## PROBLEM DETAILS
Can you continue the article on Missouri's November 2018 ballot initiatives, starting right after its final sentence?

BEGIN PAGE EXCERPT

Medical Marijuana, Minimum Wage and Lobbyist Rules on November Ballot

The legalization of medical marijuana, a minimum wage hike and stricter rules for state politicians are all questions Missouri voters will answer on November 6, 2018.

This morning, the Missouri Secretary of State’s office approved a host of initiatives, all advanced through petition drives, that will be up for a vote in November. One would strictly limit the contributions that a person seeking state office can be given. 

Known as Amendment 1, this bill would eliminate almost all lobbyist gifts (nothing above $5), would make legislative records open to the public, would lower campaign contribution limits for state legislative candidates ($2,500 for state senate, $2,000 for state house) and would require a non-partisan expert to draw district maps that would be approved by a citizen commission.

The minimum wage question would increase the standard hourly pay to $8.60 and then add 85 cents to that each year til 2023 when it would reach $12.00. Government employers would also be exempt from that requirement.

There are three separate medical marijuana questions that will be on the November ballot.  The first would allow the use of marijuana for medical purposes and create regulations and licensing procedures. A 15 percent tax would be imposed on the retail sale and there would be a tax on the wholesale of the flowers and leaves to licensed facilities. Finally, this would use funds from those taxes to establish and fund a state research institute to look into cures for cancer and other medical conditions and diseases.

END PAGE EXCERPT
BEGIN DATA EXCERPTS

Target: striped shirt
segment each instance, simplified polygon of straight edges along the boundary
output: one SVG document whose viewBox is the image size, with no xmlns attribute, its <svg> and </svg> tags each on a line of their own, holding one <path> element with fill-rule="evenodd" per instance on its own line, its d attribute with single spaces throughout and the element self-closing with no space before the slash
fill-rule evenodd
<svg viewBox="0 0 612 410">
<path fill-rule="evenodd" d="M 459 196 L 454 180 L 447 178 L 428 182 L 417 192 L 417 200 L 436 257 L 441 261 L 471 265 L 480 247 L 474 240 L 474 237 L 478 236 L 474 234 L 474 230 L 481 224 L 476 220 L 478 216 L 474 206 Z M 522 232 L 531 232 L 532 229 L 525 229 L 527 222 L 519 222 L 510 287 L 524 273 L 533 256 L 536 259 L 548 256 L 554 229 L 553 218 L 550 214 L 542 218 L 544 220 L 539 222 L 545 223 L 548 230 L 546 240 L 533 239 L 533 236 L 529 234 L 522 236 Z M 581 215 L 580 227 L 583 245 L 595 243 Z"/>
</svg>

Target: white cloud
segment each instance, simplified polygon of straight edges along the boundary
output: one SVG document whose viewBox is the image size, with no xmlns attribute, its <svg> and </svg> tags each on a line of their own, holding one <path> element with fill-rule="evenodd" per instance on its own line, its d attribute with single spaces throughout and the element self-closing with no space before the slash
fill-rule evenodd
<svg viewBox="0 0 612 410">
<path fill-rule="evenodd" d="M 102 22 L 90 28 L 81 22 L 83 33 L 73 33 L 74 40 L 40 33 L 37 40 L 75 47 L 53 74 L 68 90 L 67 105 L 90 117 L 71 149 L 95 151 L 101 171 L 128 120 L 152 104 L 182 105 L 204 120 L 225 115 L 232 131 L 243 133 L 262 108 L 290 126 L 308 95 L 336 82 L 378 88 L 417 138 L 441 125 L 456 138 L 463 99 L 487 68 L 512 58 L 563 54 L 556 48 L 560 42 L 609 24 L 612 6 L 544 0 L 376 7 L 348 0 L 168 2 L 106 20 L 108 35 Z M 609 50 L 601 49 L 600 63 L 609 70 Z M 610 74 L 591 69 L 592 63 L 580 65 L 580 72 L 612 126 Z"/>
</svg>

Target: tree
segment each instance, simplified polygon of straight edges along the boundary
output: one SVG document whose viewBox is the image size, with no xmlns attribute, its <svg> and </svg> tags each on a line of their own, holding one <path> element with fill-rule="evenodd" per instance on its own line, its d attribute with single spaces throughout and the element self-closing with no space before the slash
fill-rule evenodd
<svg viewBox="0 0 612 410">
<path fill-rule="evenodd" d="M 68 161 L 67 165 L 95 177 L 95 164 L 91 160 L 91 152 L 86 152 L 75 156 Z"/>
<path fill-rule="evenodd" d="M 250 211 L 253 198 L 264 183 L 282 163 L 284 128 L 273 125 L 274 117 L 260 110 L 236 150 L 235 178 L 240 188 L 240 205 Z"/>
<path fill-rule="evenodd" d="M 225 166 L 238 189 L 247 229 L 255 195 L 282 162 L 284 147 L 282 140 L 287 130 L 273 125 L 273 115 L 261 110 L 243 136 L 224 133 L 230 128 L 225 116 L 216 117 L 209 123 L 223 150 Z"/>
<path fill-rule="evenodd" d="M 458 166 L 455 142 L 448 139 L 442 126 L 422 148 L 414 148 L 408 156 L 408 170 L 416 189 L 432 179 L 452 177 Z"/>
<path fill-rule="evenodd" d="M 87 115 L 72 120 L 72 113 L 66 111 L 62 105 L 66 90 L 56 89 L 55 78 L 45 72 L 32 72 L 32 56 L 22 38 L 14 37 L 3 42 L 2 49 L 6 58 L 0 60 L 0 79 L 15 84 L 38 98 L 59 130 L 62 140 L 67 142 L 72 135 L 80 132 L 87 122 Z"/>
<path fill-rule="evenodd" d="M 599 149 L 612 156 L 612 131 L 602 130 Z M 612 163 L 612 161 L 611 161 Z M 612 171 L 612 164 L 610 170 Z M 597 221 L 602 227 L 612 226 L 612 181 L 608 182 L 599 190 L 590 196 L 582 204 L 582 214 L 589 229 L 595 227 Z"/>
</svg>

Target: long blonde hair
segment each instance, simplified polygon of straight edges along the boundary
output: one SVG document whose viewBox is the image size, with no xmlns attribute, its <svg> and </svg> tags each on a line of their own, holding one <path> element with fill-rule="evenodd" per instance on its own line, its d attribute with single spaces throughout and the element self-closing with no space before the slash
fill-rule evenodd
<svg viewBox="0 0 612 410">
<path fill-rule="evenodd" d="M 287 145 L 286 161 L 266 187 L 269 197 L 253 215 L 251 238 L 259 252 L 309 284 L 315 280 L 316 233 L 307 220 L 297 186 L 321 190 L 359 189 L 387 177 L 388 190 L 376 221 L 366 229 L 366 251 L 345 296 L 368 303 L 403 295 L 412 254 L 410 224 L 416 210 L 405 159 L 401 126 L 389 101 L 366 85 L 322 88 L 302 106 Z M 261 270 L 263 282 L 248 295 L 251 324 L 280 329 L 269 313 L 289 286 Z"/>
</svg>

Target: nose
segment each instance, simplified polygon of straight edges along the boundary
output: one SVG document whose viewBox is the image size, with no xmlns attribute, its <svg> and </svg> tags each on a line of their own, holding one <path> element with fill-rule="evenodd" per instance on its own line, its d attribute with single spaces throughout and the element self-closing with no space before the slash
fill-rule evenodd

END DATA EXCERPTS

## EXERCISE RESULT
The second marijuana issue would also legalize it for medical use and create licensing rules and regulations. This one, however, would impose just a 4 percent tax on retail sales and would use that tax money for health care services for military veterans by the Missouri Veterans Commission.

Finally, the third ballot issue related to marijuana would remove state prohibitions on personal use and possession as long as the person had a medical note from a doctor who treats people with a qualifying condition. It would remove any prohibition on growth, possession, production and sale of medical marijuana by licensed and regulated facilities, their owners and employees.  It would require a 2 percent tax with funds going to veteran’s services, drug treatment, early childhood education and public  safety for cities that have licensed medical marijuana facilities.